The line containing "[locate] truck wheel" marks the end, so write out exactly every line from the top of the entries below through that one.

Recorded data
[Start of section]
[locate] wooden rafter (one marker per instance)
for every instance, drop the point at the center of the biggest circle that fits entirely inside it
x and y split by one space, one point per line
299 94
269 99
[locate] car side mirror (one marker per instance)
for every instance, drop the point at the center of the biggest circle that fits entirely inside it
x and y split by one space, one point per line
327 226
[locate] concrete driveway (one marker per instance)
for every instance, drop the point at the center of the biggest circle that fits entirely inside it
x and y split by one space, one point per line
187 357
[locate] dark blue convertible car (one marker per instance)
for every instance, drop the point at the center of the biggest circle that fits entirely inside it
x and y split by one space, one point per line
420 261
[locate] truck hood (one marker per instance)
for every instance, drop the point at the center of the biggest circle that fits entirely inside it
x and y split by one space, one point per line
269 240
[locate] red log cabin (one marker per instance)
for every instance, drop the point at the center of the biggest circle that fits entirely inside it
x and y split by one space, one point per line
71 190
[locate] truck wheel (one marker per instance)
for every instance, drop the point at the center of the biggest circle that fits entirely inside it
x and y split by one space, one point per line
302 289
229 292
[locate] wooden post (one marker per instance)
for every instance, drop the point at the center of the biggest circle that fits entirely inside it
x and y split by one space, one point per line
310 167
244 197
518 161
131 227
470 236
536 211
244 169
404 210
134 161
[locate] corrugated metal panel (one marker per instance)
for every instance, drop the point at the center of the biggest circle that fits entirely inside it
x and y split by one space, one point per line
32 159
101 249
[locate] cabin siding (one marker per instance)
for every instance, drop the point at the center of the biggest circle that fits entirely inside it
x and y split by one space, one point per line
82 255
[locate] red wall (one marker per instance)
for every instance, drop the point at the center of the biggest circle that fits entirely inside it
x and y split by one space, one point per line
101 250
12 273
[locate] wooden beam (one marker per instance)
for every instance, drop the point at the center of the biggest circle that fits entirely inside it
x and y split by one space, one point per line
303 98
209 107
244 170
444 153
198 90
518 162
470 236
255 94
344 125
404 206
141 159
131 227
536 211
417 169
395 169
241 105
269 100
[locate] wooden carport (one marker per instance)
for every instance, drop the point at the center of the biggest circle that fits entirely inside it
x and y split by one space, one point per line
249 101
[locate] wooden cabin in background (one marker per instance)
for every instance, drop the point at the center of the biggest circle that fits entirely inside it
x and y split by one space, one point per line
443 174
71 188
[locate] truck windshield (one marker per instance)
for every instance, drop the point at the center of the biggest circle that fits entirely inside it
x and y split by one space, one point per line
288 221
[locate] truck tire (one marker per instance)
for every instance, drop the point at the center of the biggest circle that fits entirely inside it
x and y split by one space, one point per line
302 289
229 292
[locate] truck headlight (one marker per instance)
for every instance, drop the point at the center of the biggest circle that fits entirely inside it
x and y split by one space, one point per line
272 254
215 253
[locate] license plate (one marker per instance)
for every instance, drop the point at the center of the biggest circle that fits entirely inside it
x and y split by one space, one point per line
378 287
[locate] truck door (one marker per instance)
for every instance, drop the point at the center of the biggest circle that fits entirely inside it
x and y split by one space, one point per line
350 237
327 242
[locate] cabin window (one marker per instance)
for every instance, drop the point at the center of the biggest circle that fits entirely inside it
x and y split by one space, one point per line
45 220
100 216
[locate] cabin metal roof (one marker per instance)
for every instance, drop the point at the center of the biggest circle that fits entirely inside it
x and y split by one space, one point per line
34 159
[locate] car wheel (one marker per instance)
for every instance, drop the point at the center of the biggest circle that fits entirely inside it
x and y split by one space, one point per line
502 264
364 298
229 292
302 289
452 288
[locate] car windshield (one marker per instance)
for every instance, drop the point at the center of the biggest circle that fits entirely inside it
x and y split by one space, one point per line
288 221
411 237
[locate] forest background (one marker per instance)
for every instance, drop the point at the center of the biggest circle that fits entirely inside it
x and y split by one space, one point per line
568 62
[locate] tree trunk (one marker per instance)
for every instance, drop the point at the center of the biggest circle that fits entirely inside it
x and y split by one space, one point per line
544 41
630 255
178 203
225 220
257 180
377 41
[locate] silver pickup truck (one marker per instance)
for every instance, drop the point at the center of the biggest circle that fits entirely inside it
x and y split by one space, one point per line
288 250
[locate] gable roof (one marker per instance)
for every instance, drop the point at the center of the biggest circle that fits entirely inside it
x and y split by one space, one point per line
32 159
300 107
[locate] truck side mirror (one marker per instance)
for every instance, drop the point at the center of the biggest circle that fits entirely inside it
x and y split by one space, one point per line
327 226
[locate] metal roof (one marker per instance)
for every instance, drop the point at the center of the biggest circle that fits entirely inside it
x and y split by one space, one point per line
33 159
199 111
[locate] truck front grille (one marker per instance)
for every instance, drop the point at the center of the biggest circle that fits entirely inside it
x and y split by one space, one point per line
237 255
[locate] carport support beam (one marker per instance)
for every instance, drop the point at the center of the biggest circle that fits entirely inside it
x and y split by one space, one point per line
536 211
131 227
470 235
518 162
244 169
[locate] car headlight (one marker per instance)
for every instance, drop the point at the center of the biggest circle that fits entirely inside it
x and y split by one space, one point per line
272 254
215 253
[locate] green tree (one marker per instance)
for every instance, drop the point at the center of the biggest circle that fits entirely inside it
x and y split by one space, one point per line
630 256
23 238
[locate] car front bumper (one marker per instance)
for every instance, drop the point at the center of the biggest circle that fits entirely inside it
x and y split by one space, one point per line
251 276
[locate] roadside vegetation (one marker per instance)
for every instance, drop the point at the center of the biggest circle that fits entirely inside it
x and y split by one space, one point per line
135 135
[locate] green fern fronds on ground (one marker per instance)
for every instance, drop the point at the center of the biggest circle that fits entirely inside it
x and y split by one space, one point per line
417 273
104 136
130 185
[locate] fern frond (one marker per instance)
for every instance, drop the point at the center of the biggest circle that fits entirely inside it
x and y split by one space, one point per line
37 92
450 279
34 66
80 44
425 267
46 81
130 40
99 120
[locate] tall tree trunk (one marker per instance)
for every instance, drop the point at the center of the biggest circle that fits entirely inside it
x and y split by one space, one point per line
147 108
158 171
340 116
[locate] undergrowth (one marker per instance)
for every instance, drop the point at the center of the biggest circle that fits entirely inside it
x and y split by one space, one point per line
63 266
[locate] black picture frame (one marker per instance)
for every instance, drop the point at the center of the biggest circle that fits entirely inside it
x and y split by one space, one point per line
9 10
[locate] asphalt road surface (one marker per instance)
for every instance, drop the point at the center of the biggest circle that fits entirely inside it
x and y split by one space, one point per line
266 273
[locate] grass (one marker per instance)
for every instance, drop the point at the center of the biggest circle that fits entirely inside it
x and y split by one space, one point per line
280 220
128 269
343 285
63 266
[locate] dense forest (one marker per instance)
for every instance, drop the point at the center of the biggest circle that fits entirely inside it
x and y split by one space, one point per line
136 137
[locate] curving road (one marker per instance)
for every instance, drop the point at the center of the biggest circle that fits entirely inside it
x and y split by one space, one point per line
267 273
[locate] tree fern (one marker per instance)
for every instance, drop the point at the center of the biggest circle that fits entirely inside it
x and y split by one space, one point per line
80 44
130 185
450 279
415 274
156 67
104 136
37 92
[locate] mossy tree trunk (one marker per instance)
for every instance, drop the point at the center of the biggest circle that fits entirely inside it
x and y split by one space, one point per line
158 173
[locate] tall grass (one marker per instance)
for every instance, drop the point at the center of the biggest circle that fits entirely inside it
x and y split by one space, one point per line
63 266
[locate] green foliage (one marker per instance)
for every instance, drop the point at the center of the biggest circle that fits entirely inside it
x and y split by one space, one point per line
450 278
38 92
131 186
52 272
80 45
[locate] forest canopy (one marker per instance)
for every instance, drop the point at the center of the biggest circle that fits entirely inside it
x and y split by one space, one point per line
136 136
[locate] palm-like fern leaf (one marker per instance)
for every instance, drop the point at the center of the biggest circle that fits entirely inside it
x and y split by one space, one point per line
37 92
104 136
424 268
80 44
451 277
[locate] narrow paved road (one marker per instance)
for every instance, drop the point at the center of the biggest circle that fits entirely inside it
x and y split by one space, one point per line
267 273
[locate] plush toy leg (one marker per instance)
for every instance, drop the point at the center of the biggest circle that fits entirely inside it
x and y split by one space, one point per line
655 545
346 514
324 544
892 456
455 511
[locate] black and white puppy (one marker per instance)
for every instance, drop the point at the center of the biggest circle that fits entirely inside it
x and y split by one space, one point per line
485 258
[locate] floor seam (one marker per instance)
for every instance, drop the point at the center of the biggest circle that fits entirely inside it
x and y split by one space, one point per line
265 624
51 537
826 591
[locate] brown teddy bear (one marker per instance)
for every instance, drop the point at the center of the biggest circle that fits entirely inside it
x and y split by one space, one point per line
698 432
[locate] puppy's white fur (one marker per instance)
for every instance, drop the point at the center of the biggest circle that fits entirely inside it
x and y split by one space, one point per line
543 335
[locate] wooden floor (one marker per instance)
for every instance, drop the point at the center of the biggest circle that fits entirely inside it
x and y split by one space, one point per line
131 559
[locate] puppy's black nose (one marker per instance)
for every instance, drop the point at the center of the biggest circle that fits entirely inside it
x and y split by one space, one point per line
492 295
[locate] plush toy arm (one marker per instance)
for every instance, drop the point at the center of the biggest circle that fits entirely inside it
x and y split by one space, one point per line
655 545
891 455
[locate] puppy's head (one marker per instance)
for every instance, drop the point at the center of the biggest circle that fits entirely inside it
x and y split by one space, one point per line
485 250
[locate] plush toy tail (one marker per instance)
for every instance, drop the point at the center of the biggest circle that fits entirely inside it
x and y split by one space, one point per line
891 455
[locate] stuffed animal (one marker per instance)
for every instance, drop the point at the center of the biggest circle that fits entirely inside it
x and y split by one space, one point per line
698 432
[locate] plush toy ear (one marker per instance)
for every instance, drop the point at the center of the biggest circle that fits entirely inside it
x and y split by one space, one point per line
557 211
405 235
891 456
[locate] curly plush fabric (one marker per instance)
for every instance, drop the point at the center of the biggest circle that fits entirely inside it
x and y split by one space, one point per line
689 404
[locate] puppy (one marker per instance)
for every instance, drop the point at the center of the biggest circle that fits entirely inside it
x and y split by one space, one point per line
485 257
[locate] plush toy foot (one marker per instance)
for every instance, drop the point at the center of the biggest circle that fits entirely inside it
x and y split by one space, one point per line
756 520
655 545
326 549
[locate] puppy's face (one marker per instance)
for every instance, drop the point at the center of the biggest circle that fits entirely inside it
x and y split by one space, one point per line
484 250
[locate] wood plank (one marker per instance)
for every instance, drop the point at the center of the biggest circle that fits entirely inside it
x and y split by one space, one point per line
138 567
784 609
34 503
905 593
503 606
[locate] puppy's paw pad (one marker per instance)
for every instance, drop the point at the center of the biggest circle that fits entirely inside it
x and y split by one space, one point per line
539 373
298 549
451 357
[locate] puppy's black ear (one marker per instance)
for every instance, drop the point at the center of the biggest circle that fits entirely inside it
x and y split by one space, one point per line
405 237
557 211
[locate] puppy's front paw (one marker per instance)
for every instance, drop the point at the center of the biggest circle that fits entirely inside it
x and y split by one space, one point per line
[End of section]
SOLUTION TO THIS PROBLEM:
[locate] wooden rafter (one marker per instance)
for every instance, drop the point at the center of the biggest circle that fits entirely inside it
x and y split by one space, one point per line
299 94
269 99
[locate] car side mirror (one marker per instance)
for every instance, drop the point at the center of the biggest circle that fits entirely inside it
x and y split by one space, one point per line
327 226
[locate] concrete driveway (one marker per instance)
for every instance, drop the point at the center of the biggest circle that fits entirely inside it
x and y split by one space, one point per line
187 357
[locate] dark blue convertible car (one marker per instance)
for every instance, drop the point at the center of the biggest circle that fits entirely inside it
x and y split by one space, one point per line
420 261
[locate] truck hood (one marker per instance)
for every instance, drop the point at the center of the biggest circle that fits entirely inside it
x and y split by one space, one point per line
269 240
[locate] red log cabin (one marker per instance)
for every instance, drop the point at the center of the biggest circle that fits entirely inside it
x and y split by one space, one point per line
71 190
[locate] truck wheel (one marker per instance)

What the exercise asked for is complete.